## Tasks to perform
1. In the passage on conversational bores, what causes more friendly relationships to founder?
2. Carry on the passage about conversational bores from the point where it stops.

## Page excerpt
- - - - -
Have you ever felt that people find you less than fascinating? Do you sometimes feel that they are giving you only half an ear when you are talking to them? Do their eyes glaze or shift past you while you are still in the middle of a sentence? If so, you may have habits that label you a conversational bore and will banish you to the “uninvited” list for life.

According to Webster’s Dictionary, a bore is, “A tiresome person, or thing.” The unvarnished truth is that a bore is one whose voice is seldom silent and whose words are dull. It might be well for you to remember that more friendly relationships founder because of too much talk rather than too little.

A man can grow a beard—or shave one off; a woman can add pounds—or slim down like a greyhound; but nothing can conceal the naked truth if you are a bore. Nothing that is, except a good, close look at your conversational patter, plus a sincere desire to improve it.
- - - - -
## Extracted records

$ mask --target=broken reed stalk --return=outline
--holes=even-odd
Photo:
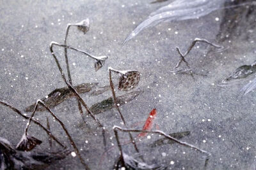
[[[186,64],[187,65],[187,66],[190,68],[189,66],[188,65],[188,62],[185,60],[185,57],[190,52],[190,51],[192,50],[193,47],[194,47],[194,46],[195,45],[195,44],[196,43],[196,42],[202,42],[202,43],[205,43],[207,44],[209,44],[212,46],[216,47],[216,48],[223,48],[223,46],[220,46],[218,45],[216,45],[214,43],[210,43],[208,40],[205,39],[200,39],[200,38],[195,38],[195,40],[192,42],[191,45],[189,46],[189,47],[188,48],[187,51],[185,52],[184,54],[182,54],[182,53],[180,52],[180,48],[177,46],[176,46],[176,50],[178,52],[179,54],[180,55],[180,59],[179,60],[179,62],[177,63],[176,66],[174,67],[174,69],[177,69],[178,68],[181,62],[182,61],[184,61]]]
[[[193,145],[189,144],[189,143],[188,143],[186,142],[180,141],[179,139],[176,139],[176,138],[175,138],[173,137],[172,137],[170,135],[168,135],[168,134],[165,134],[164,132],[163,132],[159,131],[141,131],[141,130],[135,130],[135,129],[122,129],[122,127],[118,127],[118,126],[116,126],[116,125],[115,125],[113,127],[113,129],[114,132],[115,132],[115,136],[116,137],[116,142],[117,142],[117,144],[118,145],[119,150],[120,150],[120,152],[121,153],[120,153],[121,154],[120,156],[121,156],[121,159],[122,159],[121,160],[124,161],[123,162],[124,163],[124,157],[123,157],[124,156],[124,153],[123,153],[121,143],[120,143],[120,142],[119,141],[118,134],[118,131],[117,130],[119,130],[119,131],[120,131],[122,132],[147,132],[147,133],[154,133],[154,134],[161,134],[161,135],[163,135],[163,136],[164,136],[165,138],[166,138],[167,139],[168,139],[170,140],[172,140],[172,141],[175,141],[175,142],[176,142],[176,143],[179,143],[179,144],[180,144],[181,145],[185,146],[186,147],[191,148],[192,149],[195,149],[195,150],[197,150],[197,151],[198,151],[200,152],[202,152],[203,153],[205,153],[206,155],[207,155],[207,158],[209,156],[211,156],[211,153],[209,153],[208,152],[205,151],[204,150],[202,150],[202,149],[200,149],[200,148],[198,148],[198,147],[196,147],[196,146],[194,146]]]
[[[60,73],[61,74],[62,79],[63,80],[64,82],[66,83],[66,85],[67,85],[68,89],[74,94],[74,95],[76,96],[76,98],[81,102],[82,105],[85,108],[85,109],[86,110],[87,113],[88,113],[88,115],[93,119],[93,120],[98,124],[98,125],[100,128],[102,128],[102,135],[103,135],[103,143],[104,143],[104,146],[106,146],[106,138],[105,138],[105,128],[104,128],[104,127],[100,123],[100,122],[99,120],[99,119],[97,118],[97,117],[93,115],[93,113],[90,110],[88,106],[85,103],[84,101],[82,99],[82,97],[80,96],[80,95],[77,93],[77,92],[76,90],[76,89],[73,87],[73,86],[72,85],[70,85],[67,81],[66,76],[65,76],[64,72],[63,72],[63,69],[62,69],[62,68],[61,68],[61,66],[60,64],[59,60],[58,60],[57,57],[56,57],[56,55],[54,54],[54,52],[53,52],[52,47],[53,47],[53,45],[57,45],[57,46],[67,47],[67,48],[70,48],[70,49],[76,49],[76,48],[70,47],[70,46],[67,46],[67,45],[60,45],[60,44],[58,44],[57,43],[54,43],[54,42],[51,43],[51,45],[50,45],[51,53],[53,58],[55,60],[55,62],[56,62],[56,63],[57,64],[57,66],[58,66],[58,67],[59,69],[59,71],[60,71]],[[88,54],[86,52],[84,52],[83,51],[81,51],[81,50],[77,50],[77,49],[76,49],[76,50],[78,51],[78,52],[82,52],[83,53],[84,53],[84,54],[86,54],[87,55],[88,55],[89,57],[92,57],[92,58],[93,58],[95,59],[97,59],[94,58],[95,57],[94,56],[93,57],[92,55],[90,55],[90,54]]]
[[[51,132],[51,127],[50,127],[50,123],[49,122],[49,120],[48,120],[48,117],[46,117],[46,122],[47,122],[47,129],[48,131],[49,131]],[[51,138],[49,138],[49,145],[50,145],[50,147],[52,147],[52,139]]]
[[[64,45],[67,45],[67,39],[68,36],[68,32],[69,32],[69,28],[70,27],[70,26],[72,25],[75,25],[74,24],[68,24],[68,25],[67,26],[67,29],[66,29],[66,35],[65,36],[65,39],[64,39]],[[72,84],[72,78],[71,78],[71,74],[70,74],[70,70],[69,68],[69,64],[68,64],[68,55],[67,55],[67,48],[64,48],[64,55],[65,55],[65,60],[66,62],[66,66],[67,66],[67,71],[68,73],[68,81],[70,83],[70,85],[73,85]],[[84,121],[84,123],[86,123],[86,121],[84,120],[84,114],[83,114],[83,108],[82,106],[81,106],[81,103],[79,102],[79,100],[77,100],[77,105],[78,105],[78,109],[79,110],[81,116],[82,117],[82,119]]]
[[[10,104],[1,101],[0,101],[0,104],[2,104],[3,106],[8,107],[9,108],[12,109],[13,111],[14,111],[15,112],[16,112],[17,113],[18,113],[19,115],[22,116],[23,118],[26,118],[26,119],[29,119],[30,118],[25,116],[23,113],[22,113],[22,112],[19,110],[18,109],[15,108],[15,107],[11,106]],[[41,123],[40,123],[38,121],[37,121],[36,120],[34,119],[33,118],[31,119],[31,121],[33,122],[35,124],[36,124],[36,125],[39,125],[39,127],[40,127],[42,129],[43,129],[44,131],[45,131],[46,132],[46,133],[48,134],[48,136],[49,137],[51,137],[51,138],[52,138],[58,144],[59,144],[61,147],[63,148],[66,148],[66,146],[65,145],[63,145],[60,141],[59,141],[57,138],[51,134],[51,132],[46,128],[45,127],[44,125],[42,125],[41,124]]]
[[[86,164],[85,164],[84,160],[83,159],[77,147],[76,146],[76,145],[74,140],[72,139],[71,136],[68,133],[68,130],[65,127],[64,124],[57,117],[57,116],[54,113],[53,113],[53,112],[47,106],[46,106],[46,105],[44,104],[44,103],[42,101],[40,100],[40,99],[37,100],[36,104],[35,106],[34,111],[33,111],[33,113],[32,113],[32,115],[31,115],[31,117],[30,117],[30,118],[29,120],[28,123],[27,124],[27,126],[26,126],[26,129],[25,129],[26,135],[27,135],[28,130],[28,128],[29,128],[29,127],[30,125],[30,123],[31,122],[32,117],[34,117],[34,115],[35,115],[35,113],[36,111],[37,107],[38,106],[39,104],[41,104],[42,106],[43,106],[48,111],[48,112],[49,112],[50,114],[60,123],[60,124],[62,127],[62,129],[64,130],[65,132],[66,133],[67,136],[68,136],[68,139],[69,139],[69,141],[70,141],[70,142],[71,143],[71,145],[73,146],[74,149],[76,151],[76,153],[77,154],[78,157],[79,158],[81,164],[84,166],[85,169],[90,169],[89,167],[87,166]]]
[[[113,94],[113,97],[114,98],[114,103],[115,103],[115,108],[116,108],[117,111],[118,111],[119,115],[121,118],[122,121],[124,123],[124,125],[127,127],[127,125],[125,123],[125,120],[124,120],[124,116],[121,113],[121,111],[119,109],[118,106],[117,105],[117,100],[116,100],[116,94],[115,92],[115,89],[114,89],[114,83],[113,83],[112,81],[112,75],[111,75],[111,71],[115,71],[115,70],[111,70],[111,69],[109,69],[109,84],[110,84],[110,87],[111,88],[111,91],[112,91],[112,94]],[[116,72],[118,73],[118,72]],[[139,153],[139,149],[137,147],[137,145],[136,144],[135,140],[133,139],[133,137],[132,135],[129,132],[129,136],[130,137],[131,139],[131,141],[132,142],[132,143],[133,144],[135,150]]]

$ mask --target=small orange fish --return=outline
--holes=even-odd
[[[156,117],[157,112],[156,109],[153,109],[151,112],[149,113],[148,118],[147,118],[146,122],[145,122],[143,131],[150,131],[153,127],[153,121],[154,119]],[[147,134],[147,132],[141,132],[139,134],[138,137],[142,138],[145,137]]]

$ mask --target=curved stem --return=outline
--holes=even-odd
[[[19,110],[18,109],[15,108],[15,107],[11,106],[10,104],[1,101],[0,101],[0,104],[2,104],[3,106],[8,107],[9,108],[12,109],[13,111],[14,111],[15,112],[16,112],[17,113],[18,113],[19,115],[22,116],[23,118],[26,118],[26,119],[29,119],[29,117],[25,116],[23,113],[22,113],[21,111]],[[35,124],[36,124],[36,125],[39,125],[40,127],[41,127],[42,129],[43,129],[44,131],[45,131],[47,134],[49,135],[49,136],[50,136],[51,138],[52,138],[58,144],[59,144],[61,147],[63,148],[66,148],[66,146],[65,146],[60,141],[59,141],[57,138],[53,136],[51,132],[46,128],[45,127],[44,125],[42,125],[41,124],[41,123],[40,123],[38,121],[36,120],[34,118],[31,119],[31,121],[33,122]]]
- - - - -
## Solved tasks
1. Too much talk rather than too little.

2.
Imagine yourself in the following situations to see how you rate on being

1. You are making your first appearance with an important group in a new town. You want to make a good impression, so you: a. Talk loudly while dropping names.

b. Smile and say nothing.

c. Launch into a lengthy description of your prize-winning roses.

d. Offer to help the hostess if it seems needed.

2. A person is introduced to you and says the customary, “How do you do?” You say: a. “I have a splitting headache. And that’s not all—”

b. “It’s so nice to meet you.”

c. “Howdy to you, too.”

d. “Likewise, I’m sure.”

3. You are at a party where someone suggests a sing-along. Do you?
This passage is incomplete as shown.